### [TEXT SHOWN]
====

Sun Executive Boardroom Sun Microsystems

Tomorrow's Fortune 500



Jonathan Schwartz

 


By Jonathan Schwartz
There's an interesting phenomenon in the computer marketplace, which strikes some as counterintuitive: If you double the performance of a machine, customers don't buy half as many, they tend to double their order. Same goes for utilization: If you can double server utilization via Solaris containers or VMWare, people don't buy fewer computers — they buy more.

The value of innovation, at least to our core customers, is growing so fast that if the price declines, the overall return (value/price) goes through the roof — encouraging a feedback loop. Moore's Law and free software drive relative pricing down, and customers accelerate their growth.

We can prove it.

We've had impressive share gains across our systems business — from our aggressively priced Niagara (sorry, Sun Fire X4500) servers to our multi-billion dollar systems. And although I'm thrilled to see our share gains, I'd like to see more growth among customers that don't buy $250,000 at a time, but more like $2,500 — startups and small companies. Granted, we are making headway with a few very cool startups, but we have work to do in a market that daily redefines the network.

So we organized an "unconference" for startups in the Silicon Valley area. We had solid, even overflow attendance at this event. Nearly all of the feedback was positive. But there was a troubling, and consistent message. It usually went like this, "Wow, this is a great idea... thank you, Sun. But hey, why are you guys here? I thought you built big expensive stuff that ran in banks?"

Ouch.

====

### [SHORT TASK 1]
Condense the paragraph of the post above that begins "So we organized an 'unconference'" into a short bulleted list that keeps its main facts.
### [SHORT TASK 2]
Echo the passage of the post above that opens with the words containing "The value of" and closes with "accelerate their growth.".

====

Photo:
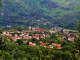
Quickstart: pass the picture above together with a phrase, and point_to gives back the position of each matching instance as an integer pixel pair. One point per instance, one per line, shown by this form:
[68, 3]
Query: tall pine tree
[79, 27]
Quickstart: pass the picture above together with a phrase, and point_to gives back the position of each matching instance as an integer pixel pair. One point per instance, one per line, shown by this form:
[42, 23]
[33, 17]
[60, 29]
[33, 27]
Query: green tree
[0, 2]
[79, 27]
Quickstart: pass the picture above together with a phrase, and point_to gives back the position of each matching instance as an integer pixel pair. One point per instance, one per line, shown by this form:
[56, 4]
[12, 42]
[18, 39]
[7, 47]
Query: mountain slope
[64, 13]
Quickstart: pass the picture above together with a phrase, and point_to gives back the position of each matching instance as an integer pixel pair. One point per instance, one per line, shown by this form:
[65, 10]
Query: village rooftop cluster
[39, 35]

====

### [RIGHT ANSWER 1]
- Sun organized an "unconference" for startups in the Silicon Valley area.
- Attendance was solid, even overflowing.
- Nearly all feedback was positive.
- A troubling message came up consistently: attendees thanked Sun for the idea but asked why Sun was there, since they thought it built big, expensive systems that ran in banks.

### [RIGHT ANSWER 2]
The value of innovation, at least to our core customers, is growing so fast that if the price declines, the overall return (value/price) goes through the roof — encouraging a feedback loop. Moore's Law and free software drive relative pricing down, and customers accelerate their growth.